[Job 1] Reproduce the listing that follows the Wise-IoU passage line for line, leaving out the pictures.

[Provided text]
BEGIN

Furthermore, RepViTBlock incorporates the squeeze-and-excitation (SE) attention mechanism [27], which dynamically adjusts the weights of different feature channels to enhance the model’s focus on critical features, such as crack edges. By selectively emphasizing key features, this mechanism effectively strengthens the model’s feature extraction capability, leading to improved accuracy in road defect detection. With this design, RepViTBlock achieves higher feature expressiveness and lower computational complexity, and demonstrates excellent performance in multiple vision tasks, especially in scenarios such as real-time target detection.

2.3. Wise-IoU Loss Function

In the YOLOv8 model, CIoU-Loss [28] is usually used as the bounding box regression loss function. CIoU-Loss takes into account the overlap area, center point distance, and aspect ratio consistency of the predicted box and the real box, which has a certain improvement on the regression accuracy of the target box. However, in the road defect detection task, there can be the following problems: small targets such as road cracks, which are easily caused by insufficient gradient due to the low quality of anchor frames and can affect the detection accuracy; low quality anchor frames in the complex pavement environment, which can cause more interference and reduce the generalization ability of the model; and CIoU-loss, which has insufficient gradient allocation for centroid offset and can lead to lower regression efficiency.

In order to solve these problems, this paper adopts Wise-IoU v1 [29] instead of CIoU-loss. A key feature of Wise-IoU v1 is its dynamic non-monotonic focusing mechanism. Traditional focusing mechanisms are usually static, using fixed strategies to adjust the sample weights. However, these strategies may have limited effectiveness when dealing with low-quality anchor frames. In contrast, the dynamic non-monotonic focusing mechanism dynamically adjusts the gradient contribution of anchor frames based on their overlap (i.e., IoU) with target frames. This mechanism effectively mitigates the negative impact of low-quality anchor frames on model training, while enhancing the contribution of normal-quality anchor frames, allowing the model to more accurately learn valid regression information.

Wise-IoU v1 also introduces offset penalties and a weighting factor, which improves the accuracy of anchor frame quality assessment and effectively reduces the interference of low-quality anchor frames on gradient computation. By introducing the weighting factor

R_{W I o U}

, the weights of anchor frames are dynamically adjusted based on their quality, reducing the impact of low-quality anchor frames on model training, thereby improving the model’s robustness in complex environments. This weighting factor effectively mitigates the gradient interference from low-quality anchor frames and ensures the accurate flow of gradients, avoiding the regression inefficiencies and insufficient gradients that can occur in traditional CIoU-loss. Furthermore, Wise-IoU v1 enhances regression accuracy by precisely matching the centroids of the predicted and ground truth frames. The formula for Wise-IoU v1 is

L_{W I o U v 1} = R_{W I o U} L_{I o U}, L_{I o U} = 1 - I o U

(15)

END

[Given data]
BEGIN

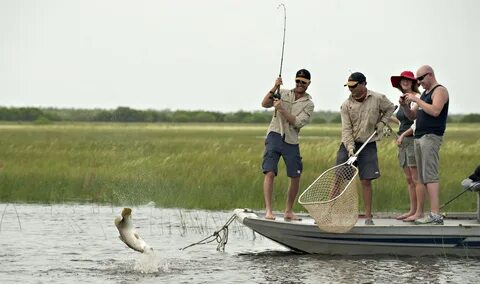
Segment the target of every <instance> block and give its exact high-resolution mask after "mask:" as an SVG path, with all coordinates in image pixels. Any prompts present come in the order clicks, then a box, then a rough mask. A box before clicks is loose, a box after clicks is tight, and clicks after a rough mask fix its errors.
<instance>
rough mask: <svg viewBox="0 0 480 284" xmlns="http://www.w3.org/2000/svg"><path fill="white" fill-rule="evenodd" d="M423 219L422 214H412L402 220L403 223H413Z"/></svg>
mask: <svg viewBox="0 0 480 284" xmlns="http://www.w3.org/2000/svg"><path fill="white" fill-rule="evenodd" d="M422 217H423V214H413V215H412V216H410V217H408V218H405V219H403V222H414V221H415V220H417V219H420V218H422Z"/></svg>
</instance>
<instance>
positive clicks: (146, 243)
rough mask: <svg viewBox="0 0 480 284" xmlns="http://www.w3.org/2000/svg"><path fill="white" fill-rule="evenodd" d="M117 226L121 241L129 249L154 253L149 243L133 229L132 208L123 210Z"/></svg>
mask: <svg viewBox="0 0 480 284" xmlns="http://www.w3.org/2000/svg"><path fill="white" fill-rule="evenodd" d="M115 226H116V227H117V229H118V232H119V233H120V236H119V238H120V240H121V241H122V242H124V243H125V244H126V245H127V246H128V247H129V248H131V249H133V250H135V251H138V252H141V253H145V252H151V251H153V248H151V247H150V246H149V245H147V243H146V242H145V241H144V240H143V239H142V237H140V235H138V233H137V232H136V231H135V228H134V227H133V222H132V209H131V208H123V210H122V216H121V217H120V216H119V217H117V218H115Z"/></svg>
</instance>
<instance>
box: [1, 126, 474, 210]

END

[Job 2] According to the Wise-IoU passage, which factors of the predicted box and the real box does CIoU-Loss take into account? List them all.

[Answer box 1]
Segment the target of every <instance> block and give its exact high-resolution mask after "mask:" as an SVG path, with all coordinates in image pixels. Any prompts present come in the order clicks, then a box, then a rough mask. A box before clicks is loose, a box after clicks is tight, and clicks after a rough mask fix its errors.
<instance>
rough mask: <svg viewBox="0 0 480 284" xmlns="http://www.w3.org/2000/svg"><path fill="white" fill-rule="evenodd" d="M423 219L422 214H412L402 220L403 223H413Z"/></svg>
mask: <svg viewBox="0 0 480 284" xmlns="http://www.w3.org/2000/svg"><path fill="white" fill-rule="evenodd" d="M422 217H423V214H413V215H412V216H410V217H408V218H405V219H403V222H414V221H415V220H417V219H420V218H422Z"/></svg>
</instance>
<instance>
positive clicks: (146, 243)
rough mask: <svg viewBox="0 0 480 284" xmlns="http://www.w3.org/2000/svg"><path fill="white" fill-rule="evenodd" d="M117 226L121 241L129 249L154 253L149 243L133 229L132 208L123 210Z"/></svg>
mask: <svg viewBox="0 0 480 284" xmlns="http://www.w3.org/2000/svg"><path fill="white" fill-rule="evenodd" d="M115 226H116V227H117V229H118V232H119V233H120V236H119V238H120V240H121V241H122V242H124V243H125V244H126V245H127V246H128V247H129V248H131V249H133V250H135V251H138V252H141V253H145V252H151V251H153V248H151V247H150V246H149V245H147V243H146V242H145V241H144V240H143V239H142V237H140V235H138V233H137V232H136V231H135V228H134V227H133V222H132V209H131V208H123V210H122V216H121V217H120V216H119V217H117V218H115Z"/></svg>
</instance>
<instance>
box: [1, 126, 474, 210]

[Answer box 2]
- Overlap area
- Center point distance
- Aspect ratio consistency